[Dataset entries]
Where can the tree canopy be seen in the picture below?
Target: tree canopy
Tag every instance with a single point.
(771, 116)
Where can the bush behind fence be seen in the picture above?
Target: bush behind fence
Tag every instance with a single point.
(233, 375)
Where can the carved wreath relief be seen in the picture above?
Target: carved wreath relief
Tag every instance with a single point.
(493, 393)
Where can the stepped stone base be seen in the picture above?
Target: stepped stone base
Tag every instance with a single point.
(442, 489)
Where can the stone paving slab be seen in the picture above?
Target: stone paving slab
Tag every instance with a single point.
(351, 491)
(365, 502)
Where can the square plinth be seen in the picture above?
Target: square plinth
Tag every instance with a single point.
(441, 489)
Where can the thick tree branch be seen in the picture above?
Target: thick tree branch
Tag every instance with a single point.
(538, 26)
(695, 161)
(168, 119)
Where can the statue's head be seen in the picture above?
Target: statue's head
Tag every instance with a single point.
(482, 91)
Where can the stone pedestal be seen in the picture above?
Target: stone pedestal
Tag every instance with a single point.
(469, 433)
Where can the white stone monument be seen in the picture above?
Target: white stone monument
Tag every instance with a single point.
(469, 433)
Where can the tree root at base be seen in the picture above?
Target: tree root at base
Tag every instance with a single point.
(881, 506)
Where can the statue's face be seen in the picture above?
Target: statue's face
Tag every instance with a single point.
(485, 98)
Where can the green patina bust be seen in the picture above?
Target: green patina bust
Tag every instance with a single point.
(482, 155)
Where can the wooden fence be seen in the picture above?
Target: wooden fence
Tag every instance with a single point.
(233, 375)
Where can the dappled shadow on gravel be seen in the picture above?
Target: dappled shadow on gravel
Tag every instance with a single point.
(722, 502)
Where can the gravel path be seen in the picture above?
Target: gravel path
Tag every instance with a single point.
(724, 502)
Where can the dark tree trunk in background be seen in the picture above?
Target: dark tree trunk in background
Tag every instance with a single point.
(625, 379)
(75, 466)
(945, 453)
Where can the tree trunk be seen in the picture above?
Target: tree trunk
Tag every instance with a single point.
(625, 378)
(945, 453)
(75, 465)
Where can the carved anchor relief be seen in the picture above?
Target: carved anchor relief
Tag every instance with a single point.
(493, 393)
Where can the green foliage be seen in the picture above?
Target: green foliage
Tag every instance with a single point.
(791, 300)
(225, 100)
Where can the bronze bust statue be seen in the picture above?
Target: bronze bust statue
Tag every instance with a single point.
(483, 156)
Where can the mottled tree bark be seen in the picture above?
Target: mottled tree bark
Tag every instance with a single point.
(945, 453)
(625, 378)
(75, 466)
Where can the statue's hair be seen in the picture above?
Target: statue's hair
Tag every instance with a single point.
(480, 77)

## Try it
Among the records above, extract exactly the lines from the line with "Target: statue's head" to the line with "Target: white stone monument", both lines included, and leave out the rest.

## Task response
Target: statue's head
Tag every instance with a single point.
(482, 91)
Where can the stone pedestal be seen in the picture above?
Target: stone pedestal
Tag every instance with a single point.
(469, 433)
Where can the white stone monument be seen in the picture above?
Target: white stone monument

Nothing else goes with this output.